U.S. accuses 2 businesses of denying accommodations to worker with kidney condition

Federal Gov

By Marian Johns | Aug 7, 2018


BUFFALO — The federal government has filed a lawsuit against a California staffing agency and New York City manufacturer for allegedly denying accommodations to and firing a worker who had a kidney condition. 

The U.S. Equal Employment Opportunity Commission (EEOC) filed the suit against Remedy Intelligent Staffing LLC and Lornamead, Inc., alleging violation of federal law. 

According to the EEOC, an employee hired by Remedy who was assigned to work at Lornamead was diagnosed with autosomal dominant polycystic kidney disease. Because the employee's job assignment required continued bending and twisting which aggravated his condition, he asked for a chair. Even after Remedy provided Lornamead with a note from the employee's doctor, the company directed the staffing agency to end the employee's three-year assignment. 


"Employers have a legal duty to provide reasonable accommodations to people with disabilities," EEOC New York District Office regional attorney Jeffery Burstein said in a statement.  "As joint employers, Remedy and Lornamead both failed to comply with their obligations under the law and, unnecessarily, deprived the employee of a job he enjoyed and performed successfully for three years."

The EEOC seeks back pay, compensatory damages and punitive damages as well as injunctive relief, according to the lawsuit.

※

§ **ASSIGNMENT**
Copy the part of the lawsuit article starting at "BUFFALO — The" and ending at "employee's three-year assignment.", word for word.

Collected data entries
※

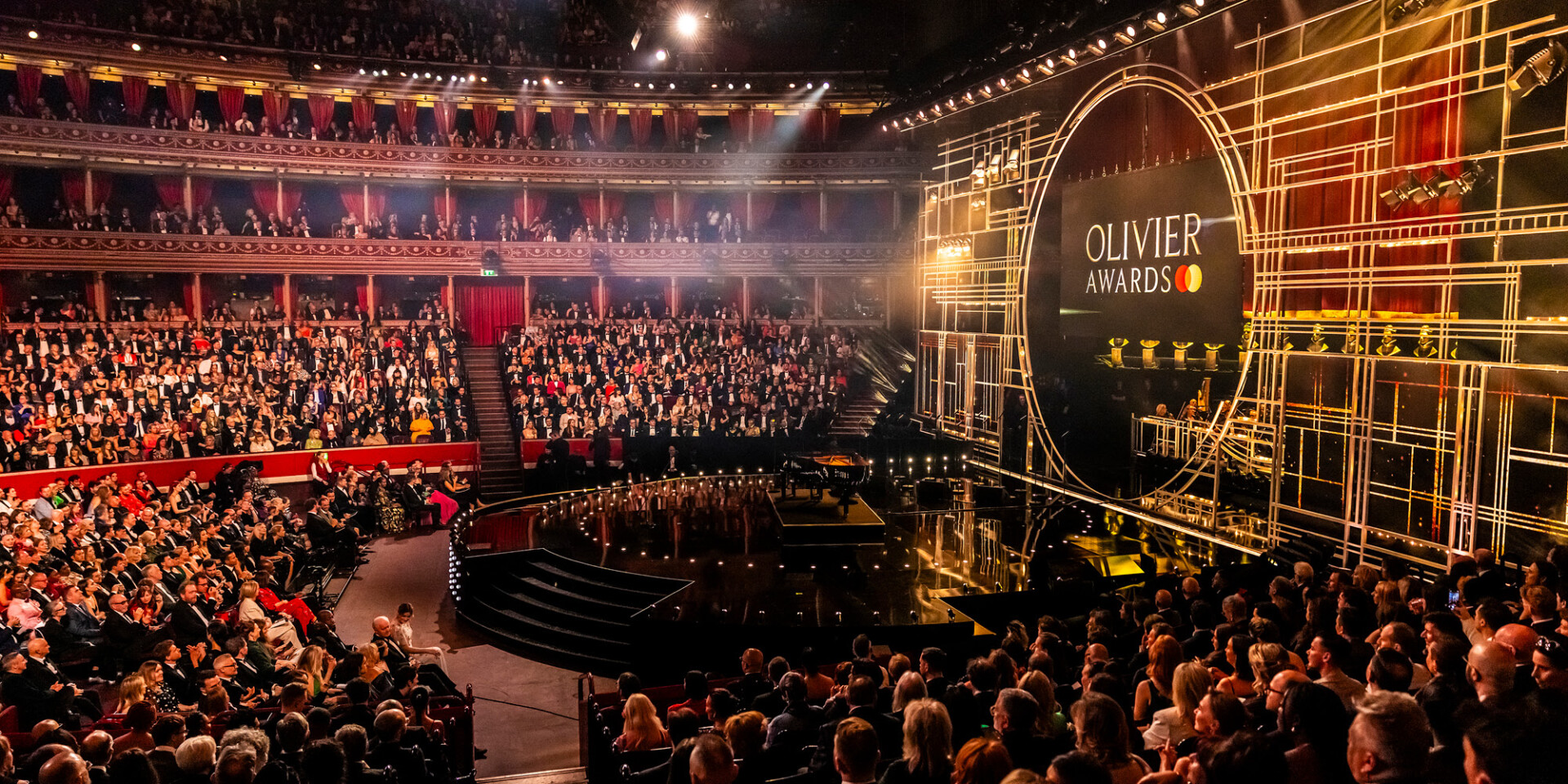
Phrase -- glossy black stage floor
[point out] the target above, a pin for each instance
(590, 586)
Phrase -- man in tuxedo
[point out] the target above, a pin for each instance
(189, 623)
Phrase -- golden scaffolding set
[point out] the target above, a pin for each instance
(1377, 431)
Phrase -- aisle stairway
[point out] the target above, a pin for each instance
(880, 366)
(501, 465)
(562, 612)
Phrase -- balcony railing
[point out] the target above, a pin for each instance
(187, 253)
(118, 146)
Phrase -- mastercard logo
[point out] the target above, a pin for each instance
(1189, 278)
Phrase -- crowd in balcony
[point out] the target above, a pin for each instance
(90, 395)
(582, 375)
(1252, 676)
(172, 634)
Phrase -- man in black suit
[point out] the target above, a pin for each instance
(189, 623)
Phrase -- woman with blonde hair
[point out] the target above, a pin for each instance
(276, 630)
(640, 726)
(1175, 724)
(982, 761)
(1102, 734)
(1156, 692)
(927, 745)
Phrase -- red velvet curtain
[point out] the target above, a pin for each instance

※

§ **RESULT**
BUFFALO — The federal government has filed a lawsuit against a California staffing agency and New York City manufacturer for allegedly denying accommodations to and firing a worker who had a kidney condition. 

The U.S. Equal Employment Opportunity Commission (EEOC) filed the suit against Remedy Intelligent Staffing LLC and Lornamead, Inc., alleging violation of federal law. 

According to the EEOC, an employee hired by Remedy who was assigned to work at Lornamead was diagnosed with autosomal dominant polycystic kidney disease. Because the employee's job assignment required continued bending and twisting which aggravated his condition, he asked for a chair. Even after Remedy provided Lornamead with a note from the employee's doctor, the company directed the staffing agency to end the employee's three-year assignment.